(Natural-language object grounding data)
--*--
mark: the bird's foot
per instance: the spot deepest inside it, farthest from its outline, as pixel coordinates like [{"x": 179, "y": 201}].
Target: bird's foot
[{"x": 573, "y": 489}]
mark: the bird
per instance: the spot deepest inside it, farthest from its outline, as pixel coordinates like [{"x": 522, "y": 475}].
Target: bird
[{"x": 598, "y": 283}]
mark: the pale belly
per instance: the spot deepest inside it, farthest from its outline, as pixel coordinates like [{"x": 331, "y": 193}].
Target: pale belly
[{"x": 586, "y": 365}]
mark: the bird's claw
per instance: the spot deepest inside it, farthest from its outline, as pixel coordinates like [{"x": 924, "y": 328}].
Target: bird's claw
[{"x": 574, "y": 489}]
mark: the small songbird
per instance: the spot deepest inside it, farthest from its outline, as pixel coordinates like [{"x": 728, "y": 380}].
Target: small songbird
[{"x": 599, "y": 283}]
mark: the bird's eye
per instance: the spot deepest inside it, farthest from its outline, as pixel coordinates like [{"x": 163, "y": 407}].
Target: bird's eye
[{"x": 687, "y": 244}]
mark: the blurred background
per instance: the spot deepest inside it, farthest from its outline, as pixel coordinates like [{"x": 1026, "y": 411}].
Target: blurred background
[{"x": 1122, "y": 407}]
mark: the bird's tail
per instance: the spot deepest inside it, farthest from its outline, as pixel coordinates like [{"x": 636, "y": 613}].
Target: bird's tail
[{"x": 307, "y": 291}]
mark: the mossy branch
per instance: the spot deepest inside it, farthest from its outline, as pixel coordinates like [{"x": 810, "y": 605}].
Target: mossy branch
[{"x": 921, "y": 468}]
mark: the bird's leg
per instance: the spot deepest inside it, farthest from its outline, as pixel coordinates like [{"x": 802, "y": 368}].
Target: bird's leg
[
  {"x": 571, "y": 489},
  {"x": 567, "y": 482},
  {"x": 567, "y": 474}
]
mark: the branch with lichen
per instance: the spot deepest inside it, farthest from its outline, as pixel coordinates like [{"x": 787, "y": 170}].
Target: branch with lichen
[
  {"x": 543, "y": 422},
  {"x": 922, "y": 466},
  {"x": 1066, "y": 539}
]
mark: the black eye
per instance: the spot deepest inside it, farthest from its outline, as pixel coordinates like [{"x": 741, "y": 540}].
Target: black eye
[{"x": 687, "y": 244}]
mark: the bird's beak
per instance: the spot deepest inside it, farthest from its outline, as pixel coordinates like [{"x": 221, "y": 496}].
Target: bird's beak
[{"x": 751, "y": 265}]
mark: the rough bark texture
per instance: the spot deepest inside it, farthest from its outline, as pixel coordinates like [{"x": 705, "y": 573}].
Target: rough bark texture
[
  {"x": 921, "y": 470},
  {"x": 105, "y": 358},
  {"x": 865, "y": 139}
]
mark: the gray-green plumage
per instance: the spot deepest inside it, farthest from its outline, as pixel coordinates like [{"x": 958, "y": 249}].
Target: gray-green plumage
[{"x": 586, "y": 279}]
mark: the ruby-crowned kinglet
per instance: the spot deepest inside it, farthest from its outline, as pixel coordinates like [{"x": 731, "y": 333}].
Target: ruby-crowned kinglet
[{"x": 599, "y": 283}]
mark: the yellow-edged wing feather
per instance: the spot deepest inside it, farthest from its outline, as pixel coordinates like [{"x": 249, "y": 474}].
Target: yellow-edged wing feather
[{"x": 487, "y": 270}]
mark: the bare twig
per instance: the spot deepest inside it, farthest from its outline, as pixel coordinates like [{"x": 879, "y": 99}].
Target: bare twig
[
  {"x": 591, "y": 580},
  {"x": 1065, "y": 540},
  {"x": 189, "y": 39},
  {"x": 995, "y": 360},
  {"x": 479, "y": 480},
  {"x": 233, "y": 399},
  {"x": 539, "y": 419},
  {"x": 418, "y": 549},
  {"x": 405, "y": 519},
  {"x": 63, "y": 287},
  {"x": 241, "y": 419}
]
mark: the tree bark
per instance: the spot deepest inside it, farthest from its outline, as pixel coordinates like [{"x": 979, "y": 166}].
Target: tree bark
--*--
• **WORK TO COMPLETE**
Retype all of the data word for word.

• **THE ANSWER**
mark: the bird's foot
per instance: the spot deepest inside it, farthest from its outline, as pixel coordinates like [{"x": 179, "y": 201}].
Target: bird's foot
[{"x": 573, "y": 489}]
mark: the bird
per instance: the spot deepest inside it, farthest from its outline, as pixel coordinates like [{"x": 522, "y": 475}].
Target: bird
[{"x": 598, "y": 283}]
mark: the pale belly
per instance: the spot deepest inside it, farthest from its outline, as pixel coordinates like [{"x": 331, "y": 193}].
Target: pale belly
[{"x": 586, "y": 365}]
mark: the bird's claw
per instance: the spot deepest inside it, farthest from its outline, as pixel coordinates like [{"x": 924, "y": 328}].
Target: bird's claw
[{"x": 574, "y": 489}]
mark: the small songbird
per instance: the spot deepest inside it, farthest from its outline, as pixel coordinates like [{"x": 728, "y": 380}].
Target: small songbird
[{"x": 599, "y": 283}]
mark: the bird's eye
per instance: the spot deepest inside it, farthest from its outline, as pixel coordinates like [{"x": 163, "y": 407}].
Target: bird's eye
[{"x": 687, "y": 244}]
mark: the blurred background
per instance: the spot deepest inside it, farthest from its outline, as pixel coordinates like [{"x": 1026, "y": 411}].
Target: blurred background
[{"x": 1122, "y": 407}]
mark: the bird's tail
per instance: the spot deepest inside it, farthest from its outline, as pixel coordinates like [{"x": 636, "y": 613}].
Target: bird's tail
[{"x": 307, "y": 291}]
mark: the mossy branch
per instance: the spot deepest inside it, farthest from its outline, as pixel coordinates like [{"x": 810, "y": 605}].
Target: mossy branch
[{"x": 921, "y": 468}]
mark: the bird's leg
per instance: the spot deepest inside it, farthest from its outline, as pixel coordinates like [{"x": 802, "y": 368}].
Target: bird's leg
[
  {"x": 571, "y": 489},
  {"x": 567, "y": 482},
  {"x": 567, "y": 474}
]
mark: the branch with lichen
per instance: the spot deepest inside it, farthest from its outline, as pixel coordinates like [{"x": 787, "y": 170}].
Target: branch with lichen
[
  {"x": 543, "y": 422},
  {"x": 922, "y": 466},
  {"x": 1066, "y": 539}
]
mark: the black eye
per instance: the spot deepest inside it, farthest from its outline, as pixel coordinates like [{"x": 741, "y": 540}].
Target: black eye
[{"x": 687, "y": 244}]
mark: the bird's beak
per instance: the spot deepest inside it, farthest from its outline, as pixel coordinates like [{"x": 221, "y": 496}].
Target: bird's beak
[{"x": 751, "y": 265}]
mark: the rough bark texture
per instance: the spot deepest inside it, farthest from its outline, as pixel coordinates like [{"x": 705, "y": 573}].
Target: rough bark texture
[
  {"x": 921, "y": 470},
  {"x": 105, "y": 358},
  {"x": 865, "y": 139}
]
mark: the gray-green plumage
per instance: the spot deepest inside it, farthest from its outline, as pixel coordinates like [{"x": 958, "y": 249}].
Target: gray-green plumage
[{"x": 586, "y": 279}]
mark: the ruby-crowned kinglet
per instance: the spot deepest inside it, farthest from its outline, as pixel coordinates like [{"x": 731, "y": 333}].
Target: ruby-crowned kinglet
[{"x": 599, "y": 283}]
mark: the yellow-edged wing feather
per instance: the spot deepest inside it, farthest from its outline, as pixel coordinates like [{"x": 249, "y": 474}].
Target: yellow-edged wing feather
[{"x": 487, "y": 270}]
mark: the bare twig
per instance: the spot deepest inside it, farthest from its outline, as pixel coordinates like [{"x": 879, "y": 99}].
Target: bare twig
[
  {"x": 591, "y": 580},
  {"x": 1065, "y": 540},
  {"x": 189, "y": 39},
  {"x": 995, "y": 360},
  {"x": 479, "y": 480},
  {"x": 233, "y": 399},
  {"x": 539, "y": 419},
  {"x": 418, "y": 549},
  {"x": 405, "y": 519},
  {"x": 63, "y": 287},
  {"x": 241, "y": 419}
]
mark: the tree bark
per instance: the spot deepest inside it, farthest from its outline, as pixel coordinates like [{"x": 979, "y": 166}].
Target: tree bark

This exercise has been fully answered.